◆ **Exercise details**
Can you update the listing below so that "small white sign" becomes "white sign" everywhere and nothing else changes? Please leave the pictures out of your answer.

◆ **Data records**
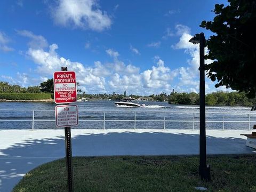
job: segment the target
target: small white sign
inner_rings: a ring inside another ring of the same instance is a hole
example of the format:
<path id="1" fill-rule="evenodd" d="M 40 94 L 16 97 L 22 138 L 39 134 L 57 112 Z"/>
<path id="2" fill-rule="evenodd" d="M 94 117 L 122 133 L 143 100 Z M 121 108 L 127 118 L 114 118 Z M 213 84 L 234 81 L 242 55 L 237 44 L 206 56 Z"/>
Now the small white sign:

◆ **Output**
job: segment the target
target: white sign
inner_rings: a ring inside another ring of the same instance is a hole
example of the format:
<path id="1" fill-rule="evenodd" d="M 40 94 L 16 97 L 22 138 L 39 134 L 57 112 Z"/>
<path id="2" fill-rule="evenodd" d="M 94 117 L 122 133 L 143 100 Z M 121 108 L 127 118 L 114 118 Z M 213 84 L 234 81 L 242 55 L 237 44 L 206 56 Z"/>
Now the white sign:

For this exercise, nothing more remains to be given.